:: Source excerpt ::
The American’s Speech — A Thomas-Kuhn Perspective on Spoken American English and Linguistic Patriotism
Robert Oliphant – First the King’s Speech, then a cascade of beautifully articulated British English, largely Oxonian, as part of a high visibility royal wedding across the sea.
Surely these recent entertainments should urge Americans to take their own vowels and consonants more seriously, enough so to justify a closer look at how spoken American English is working for us and what kind of a cheap-fix innovation we need, if any.
As far as our last 40 years are concerned, many successful innovations in the USA have been judged at their outset by Thomas Kuhn’s two basic criteria: a widely perceived problem, and an acceptably high level of current technology. For starters, then, let’s state our problem as “offshore superiority in spoken American English” and our current technology as “electronic dictionary technology.” After this we’ll take a quick look at Linguistic Patriotism: a specific innovation currently seeking support.
The Problem — American public perception regarding offshore superiority in spoken American English. . . . As indicated in a recent article about Francis Fukuyama in EdNews.org, replicable surveys indicate that the vast majority of Americans now believe that the multidialectal spoken American English of our college students is measurably inferior to the Standard Worldwide American Dictionary English spoken by many educated foreigners.
:::
** Written tasks **
[1] From the article on spoken American English, extract the passage starting at "The American’s Speech" and ending at "need, if any.", copying it word for word.
[2] Answer these from the article on spoken American English:
(a) What are Thomas Kuhn's two basic criteria for judging an innovation at its outset?
(b) What does the article name as the current technology?
(c) In which publication did the recent article about Francis Fukuyama appear?
Rely only on the article on spoken American English to do this work.
:: Data extract ::
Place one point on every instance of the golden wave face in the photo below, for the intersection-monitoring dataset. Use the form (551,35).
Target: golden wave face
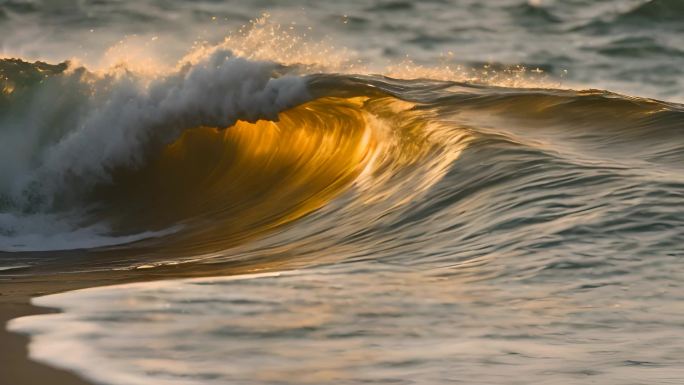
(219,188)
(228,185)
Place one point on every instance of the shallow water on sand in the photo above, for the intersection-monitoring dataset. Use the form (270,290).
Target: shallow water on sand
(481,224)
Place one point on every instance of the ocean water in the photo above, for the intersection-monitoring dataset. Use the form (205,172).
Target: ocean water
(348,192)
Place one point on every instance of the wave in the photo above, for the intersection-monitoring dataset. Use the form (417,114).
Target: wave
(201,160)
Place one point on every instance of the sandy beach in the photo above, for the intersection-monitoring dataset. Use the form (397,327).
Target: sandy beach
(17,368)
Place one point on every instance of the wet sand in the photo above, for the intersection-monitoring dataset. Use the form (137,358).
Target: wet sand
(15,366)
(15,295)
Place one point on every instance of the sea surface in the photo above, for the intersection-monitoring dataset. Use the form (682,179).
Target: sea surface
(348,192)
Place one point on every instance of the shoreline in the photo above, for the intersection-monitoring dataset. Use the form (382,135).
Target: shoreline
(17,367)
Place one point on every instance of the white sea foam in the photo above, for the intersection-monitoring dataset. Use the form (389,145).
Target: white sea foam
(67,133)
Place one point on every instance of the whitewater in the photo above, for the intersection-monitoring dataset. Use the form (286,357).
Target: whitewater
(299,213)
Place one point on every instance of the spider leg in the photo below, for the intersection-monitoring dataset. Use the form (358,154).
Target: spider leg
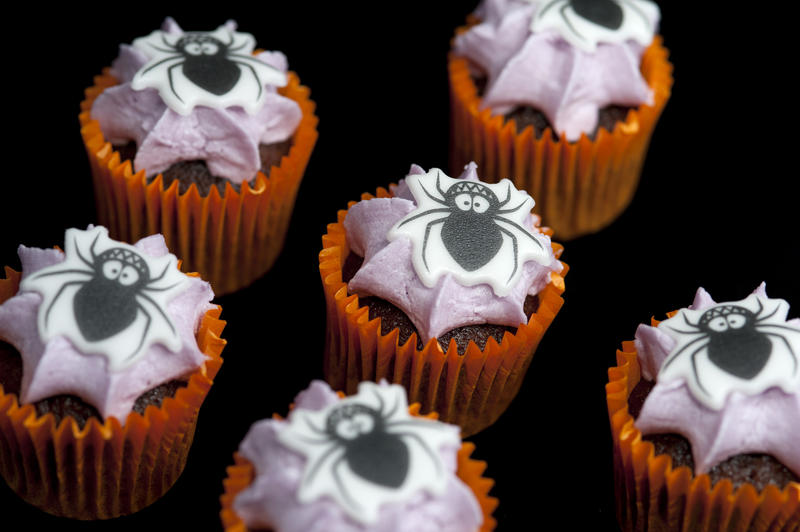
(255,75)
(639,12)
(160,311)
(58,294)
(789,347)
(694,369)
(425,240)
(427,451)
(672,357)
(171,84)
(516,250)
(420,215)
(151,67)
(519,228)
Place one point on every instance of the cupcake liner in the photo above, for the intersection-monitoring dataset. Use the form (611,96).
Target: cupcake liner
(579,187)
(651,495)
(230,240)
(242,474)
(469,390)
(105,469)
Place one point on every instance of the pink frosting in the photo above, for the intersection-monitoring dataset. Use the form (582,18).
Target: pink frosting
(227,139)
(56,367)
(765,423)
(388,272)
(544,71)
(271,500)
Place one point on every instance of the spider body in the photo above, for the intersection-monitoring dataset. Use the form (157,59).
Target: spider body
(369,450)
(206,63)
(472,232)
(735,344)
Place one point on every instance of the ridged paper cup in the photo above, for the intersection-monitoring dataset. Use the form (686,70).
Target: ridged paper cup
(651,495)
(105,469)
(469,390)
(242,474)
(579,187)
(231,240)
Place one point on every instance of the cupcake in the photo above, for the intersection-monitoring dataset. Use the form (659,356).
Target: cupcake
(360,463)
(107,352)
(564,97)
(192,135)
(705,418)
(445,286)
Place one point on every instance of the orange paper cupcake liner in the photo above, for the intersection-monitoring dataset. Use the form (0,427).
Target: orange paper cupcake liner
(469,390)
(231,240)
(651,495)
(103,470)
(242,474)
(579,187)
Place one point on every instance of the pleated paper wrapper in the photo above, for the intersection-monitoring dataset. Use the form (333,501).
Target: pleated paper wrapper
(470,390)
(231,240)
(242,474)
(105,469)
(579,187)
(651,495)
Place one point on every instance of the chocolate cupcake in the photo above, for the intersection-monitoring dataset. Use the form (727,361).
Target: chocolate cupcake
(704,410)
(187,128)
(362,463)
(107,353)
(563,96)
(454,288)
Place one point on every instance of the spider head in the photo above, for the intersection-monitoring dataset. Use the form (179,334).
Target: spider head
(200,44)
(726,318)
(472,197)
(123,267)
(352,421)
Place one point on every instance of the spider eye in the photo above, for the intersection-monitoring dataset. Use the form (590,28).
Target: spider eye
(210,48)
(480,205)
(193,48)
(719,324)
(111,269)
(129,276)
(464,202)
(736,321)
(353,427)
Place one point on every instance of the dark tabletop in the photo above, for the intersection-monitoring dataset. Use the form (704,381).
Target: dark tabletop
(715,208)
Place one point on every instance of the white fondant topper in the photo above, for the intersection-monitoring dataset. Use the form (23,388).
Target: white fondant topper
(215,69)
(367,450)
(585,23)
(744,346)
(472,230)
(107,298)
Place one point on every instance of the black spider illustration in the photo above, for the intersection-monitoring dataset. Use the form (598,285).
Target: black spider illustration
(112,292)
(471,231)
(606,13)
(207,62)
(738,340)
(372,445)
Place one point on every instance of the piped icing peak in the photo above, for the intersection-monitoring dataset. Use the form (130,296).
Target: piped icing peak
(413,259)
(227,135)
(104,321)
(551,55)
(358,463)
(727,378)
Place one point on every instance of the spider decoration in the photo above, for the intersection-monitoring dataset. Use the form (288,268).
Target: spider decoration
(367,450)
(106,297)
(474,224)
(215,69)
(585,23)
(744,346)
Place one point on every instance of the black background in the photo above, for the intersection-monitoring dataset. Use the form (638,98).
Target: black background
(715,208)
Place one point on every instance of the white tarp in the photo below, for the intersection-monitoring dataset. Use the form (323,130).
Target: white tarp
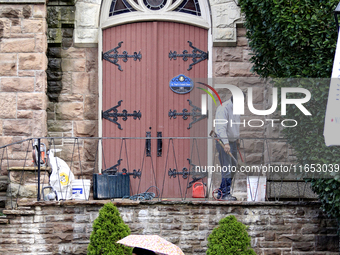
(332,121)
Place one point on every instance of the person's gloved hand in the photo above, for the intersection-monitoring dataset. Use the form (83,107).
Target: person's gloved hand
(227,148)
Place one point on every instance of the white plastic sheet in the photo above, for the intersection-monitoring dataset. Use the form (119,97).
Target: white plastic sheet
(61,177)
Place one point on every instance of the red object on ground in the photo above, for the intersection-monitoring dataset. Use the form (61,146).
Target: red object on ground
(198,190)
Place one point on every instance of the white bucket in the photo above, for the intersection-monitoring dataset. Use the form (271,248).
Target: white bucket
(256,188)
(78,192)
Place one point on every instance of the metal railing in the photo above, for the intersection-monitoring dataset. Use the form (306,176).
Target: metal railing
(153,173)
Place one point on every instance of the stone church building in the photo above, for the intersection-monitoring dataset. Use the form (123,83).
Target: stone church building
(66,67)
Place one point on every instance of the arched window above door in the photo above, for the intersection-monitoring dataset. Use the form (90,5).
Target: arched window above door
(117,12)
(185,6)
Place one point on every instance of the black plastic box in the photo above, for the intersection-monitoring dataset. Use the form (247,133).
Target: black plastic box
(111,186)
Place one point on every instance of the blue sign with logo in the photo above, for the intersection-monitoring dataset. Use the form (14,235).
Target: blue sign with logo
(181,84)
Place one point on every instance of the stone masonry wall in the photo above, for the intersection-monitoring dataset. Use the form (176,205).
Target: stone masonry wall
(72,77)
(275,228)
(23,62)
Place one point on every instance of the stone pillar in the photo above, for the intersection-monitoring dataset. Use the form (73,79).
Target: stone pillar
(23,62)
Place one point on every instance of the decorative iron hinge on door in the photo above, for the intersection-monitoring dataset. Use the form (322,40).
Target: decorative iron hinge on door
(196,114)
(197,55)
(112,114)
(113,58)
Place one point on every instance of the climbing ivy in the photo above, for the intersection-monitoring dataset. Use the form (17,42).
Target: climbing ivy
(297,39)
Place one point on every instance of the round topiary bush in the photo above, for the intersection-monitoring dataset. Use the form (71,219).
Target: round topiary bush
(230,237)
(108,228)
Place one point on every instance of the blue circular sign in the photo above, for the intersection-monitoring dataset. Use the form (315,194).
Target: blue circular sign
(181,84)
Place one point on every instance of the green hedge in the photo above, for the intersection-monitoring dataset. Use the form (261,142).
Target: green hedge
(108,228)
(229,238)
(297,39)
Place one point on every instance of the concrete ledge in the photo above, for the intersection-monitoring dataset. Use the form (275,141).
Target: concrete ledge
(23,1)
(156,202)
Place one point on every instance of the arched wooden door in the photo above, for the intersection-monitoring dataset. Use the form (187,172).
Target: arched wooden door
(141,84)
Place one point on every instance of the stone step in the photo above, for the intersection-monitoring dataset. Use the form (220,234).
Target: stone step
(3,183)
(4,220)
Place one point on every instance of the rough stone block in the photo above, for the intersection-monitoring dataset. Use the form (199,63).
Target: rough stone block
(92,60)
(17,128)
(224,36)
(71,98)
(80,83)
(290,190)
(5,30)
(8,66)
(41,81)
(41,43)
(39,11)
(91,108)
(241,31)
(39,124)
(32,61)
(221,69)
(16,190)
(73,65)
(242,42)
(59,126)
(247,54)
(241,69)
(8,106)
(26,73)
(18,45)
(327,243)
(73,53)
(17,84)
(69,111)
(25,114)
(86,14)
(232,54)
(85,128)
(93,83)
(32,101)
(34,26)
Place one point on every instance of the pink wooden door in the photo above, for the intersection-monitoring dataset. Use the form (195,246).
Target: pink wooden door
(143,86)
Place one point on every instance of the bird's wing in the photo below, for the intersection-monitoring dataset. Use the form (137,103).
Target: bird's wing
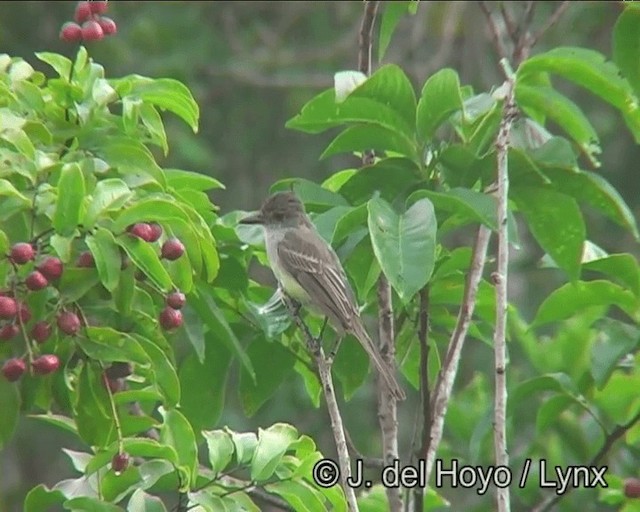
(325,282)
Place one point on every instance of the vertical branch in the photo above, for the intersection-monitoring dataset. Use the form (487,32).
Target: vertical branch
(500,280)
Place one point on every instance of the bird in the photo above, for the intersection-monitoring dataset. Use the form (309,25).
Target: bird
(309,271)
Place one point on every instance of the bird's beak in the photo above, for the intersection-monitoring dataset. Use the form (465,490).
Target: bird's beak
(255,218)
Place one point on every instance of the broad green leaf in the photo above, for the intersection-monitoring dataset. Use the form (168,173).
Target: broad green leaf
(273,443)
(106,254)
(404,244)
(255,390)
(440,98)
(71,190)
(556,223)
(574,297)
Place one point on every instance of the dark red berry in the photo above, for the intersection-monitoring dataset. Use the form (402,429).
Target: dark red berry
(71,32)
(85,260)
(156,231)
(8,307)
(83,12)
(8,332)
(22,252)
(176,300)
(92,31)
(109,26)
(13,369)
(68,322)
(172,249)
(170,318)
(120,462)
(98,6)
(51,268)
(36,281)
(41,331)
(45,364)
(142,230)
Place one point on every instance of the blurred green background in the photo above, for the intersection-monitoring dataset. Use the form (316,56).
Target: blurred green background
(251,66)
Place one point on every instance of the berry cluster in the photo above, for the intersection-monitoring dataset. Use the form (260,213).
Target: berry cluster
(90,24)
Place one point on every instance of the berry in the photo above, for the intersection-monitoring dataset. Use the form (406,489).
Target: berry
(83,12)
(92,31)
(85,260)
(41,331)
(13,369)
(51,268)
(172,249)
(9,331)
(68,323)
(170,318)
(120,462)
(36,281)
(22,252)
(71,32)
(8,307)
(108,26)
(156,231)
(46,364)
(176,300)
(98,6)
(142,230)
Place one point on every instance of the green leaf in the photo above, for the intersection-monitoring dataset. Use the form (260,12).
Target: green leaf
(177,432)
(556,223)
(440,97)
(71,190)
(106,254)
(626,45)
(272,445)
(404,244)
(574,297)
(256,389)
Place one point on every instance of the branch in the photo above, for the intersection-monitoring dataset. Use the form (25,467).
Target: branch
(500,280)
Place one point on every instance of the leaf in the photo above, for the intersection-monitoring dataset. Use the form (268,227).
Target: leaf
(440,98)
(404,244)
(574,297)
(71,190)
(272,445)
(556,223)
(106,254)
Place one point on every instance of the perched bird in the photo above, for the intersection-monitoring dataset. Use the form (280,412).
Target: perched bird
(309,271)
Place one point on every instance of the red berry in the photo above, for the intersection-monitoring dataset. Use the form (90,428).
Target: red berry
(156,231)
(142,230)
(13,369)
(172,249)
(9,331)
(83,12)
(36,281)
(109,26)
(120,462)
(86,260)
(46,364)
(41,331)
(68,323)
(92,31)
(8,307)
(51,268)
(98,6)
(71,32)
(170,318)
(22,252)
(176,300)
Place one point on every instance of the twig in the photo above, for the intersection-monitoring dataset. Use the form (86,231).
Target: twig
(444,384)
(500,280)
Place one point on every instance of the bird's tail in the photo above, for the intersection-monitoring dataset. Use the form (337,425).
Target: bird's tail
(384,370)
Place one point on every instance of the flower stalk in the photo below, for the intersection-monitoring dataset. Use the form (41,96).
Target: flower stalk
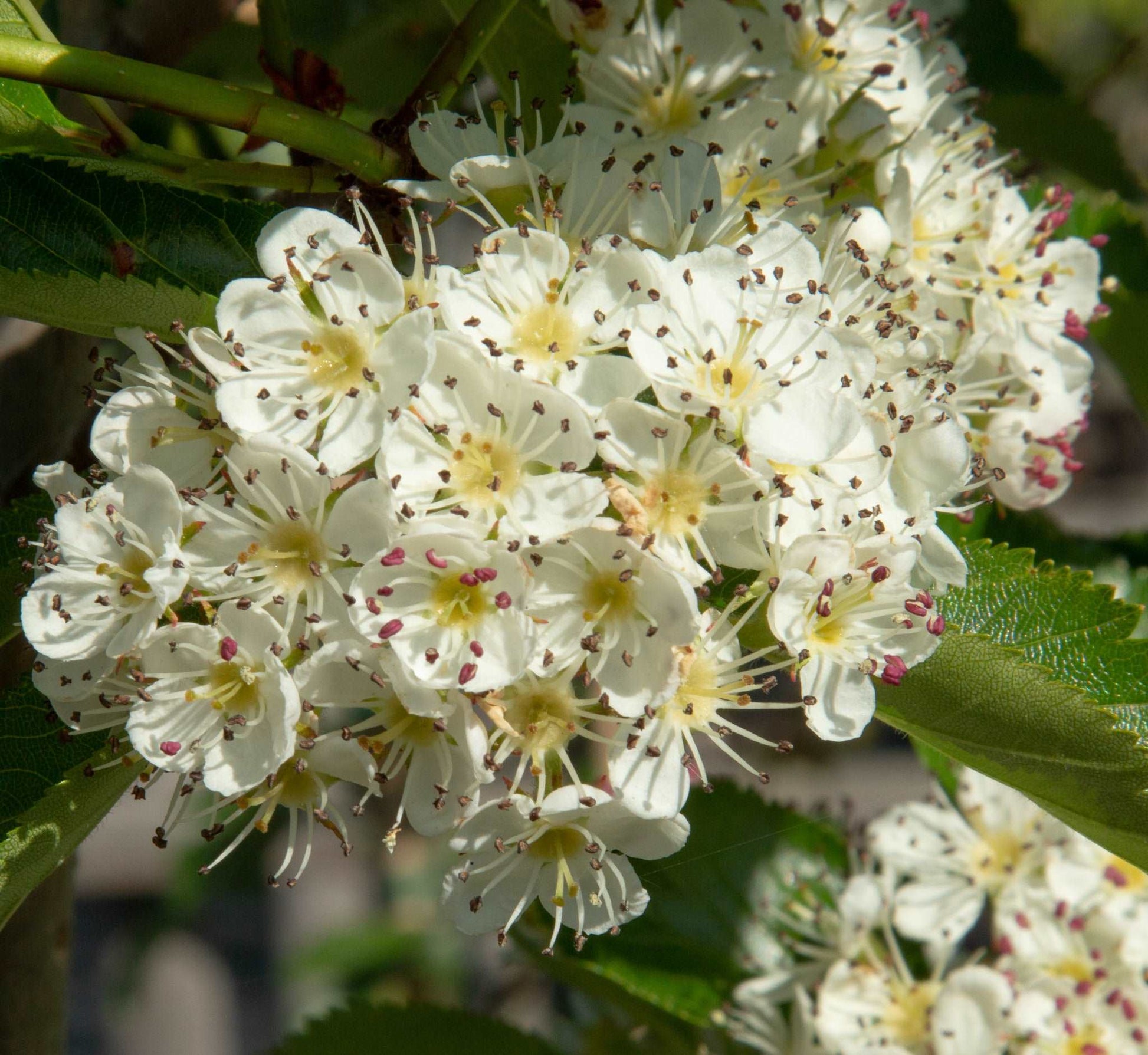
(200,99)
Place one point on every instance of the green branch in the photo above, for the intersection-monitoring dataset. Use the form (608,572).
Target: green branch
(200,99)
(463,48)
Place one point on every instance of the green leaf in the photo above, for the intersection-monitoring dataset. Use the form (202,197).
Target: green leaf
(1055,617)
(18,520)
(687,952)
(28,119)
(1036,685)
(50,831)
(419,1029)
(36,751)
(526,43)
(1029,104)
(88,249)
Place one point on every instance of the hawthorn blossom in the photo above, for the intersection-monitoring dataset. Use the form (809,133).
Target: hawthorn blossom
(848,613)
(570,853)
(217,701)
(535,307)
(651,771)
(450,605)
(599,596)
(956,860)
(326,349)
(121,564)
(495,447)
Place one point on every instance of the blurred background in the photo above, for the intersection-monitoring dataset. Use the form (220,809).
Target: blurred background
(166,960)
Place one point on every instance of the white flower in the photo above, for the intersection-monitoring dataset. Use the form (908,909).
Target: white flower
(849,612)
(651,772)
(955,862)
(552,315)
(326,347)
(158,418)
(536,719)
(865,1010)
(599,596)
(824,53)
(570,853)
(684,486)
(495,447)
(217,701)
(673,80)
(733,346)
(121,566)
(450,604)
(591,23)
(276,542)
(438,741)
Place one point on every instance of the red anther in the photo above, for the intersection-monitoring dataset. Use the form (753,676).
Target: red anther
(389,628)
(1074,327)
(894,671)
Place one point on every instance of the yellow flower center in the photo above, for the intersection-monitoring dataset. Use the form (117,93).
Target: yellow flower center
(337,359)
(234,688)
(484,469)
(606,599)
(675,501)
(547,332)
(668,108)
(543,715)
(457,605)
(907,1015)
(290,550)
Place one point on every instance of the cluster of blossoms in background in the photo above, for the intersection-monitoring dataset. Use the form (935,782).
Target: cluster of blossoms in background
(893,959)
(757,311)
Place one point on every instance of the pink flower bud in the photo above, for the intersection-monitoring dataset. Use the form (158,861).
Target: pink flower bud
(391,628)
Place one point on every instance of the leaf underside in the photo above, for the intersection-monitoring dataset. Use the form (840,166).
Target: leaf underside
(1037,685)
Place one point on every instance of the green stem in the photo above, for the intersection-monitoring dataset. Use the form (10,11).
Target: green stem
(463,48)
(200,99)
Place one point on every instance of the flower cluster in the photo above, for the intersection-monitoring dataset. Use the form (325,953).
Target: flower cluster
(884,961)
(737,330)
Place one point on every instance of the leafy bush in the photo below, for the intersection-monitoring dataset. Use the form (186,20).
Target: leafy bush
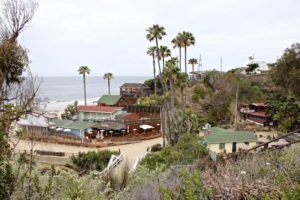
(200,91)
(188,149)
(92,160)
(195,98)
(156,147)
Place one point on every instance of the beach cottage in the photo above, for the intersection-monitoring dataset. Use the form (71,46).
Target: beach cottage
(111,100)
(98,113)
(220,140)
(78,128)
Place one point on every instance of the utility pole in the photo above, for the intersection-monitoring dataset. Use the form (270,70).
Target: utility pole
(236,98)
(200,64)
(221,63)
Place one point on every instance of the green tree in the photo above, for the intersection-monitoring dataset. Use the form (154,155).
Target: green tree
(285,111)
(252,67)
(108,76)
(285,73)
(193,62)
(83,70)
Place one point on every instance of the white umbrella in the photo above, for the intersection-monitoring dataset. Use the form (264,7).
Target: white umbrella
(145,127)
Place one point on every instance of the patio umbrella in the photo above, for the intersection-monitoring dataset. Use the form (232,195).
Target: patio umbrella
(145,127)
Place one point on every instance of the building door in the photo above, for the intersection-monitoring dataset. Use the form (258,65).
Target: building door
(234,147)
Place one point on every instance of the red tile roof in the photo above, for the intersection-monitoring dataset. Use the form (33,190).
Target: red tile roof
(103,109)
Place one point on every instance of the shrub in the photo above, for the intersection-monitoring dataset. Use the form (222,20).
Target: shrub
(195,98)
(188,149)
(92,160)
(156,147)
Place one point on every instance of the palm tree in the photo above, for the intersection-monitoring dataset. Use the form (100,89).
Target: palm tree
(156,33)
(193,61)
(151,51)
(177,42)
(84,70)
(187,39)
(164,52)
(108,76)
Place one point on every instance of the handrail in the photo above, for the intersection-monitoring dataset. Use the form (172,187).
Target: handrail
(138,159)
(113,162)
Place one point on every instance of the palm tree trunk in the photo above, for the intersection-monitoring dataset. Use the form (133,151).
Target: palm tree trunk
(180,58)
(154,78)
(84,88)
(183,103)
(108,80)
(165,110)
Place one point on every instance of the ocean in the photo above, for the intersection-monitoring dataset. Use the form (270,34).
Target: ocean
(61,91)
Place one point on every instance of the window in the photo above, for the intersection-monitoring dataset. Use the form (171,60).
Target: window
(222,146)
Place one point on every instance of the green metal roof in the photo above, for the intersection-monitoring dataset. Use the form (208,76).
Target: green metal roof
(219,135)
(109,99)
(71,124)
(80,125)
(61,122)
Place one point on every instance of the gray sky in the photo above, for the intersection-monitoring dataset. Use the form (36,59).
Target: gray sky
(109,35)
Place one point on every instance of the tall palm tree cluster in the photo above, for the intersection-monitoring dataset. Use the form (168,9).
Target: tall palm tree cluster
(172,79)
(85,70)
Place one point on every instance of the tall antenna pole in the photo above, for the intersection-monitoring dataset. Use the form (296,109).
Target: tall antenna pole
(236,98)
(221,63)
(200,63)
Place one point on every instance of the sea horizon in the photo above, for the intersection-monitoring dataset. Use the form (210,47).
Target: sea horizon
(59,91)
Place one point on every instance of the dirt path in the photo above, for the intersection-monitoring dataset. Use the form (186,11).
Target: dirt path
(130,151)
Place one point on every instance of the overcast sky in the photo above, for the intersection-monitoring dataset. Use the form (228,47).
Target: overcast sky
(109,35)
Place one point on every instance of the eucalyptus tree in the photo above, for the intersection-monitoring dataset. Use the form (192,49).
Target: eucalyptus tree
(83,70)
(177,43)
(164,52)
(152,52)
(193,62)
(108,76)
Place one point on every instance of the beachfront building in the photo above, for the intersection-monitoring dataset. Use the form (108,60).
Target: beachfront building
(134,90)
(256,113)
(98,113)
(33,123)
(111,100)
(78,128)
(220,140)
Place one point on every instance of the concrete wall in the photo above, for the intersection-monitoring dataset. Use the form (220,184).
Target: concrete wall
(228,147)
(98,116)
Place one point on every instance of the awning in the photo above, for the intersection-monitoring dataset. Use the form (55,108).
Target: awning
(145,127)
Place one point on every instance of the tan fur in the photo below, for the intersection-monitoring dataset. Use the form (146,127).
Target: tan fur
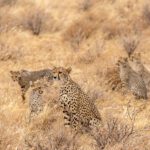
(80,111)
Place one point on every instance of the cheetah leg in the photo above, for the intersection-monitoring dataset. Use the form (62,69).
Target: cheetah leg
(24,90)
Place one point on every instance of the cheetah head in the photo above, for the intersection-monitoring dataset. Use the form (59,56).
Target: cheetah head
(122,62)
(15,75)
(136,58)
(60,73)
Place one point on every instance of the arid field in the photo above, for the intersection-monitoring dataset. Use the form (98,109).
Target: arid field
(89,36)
:::
** Results for the exercise **
[1]
The American’s Speech — A Thomas-Kuhn Perspective on Spoken American English and Linguistic Patriotism
Robert Oliphant – First the King’s Speech, then a cascade of beautifully articulated British English, largely Oxonian, as part of a high visibility royal wedding across the sea.
Surely these recent entertainments should urge Americans to take their own vowels and consonants more seriously, enough so to justify a closer look at how spoken American English is working for us and what kind of a cheap-fix innovation we need, if any.

[2]
(a) A widely perceived problem and an acceptably high level of current technology.
(b) Electronic dictionary technology.
(c) EdNews.org.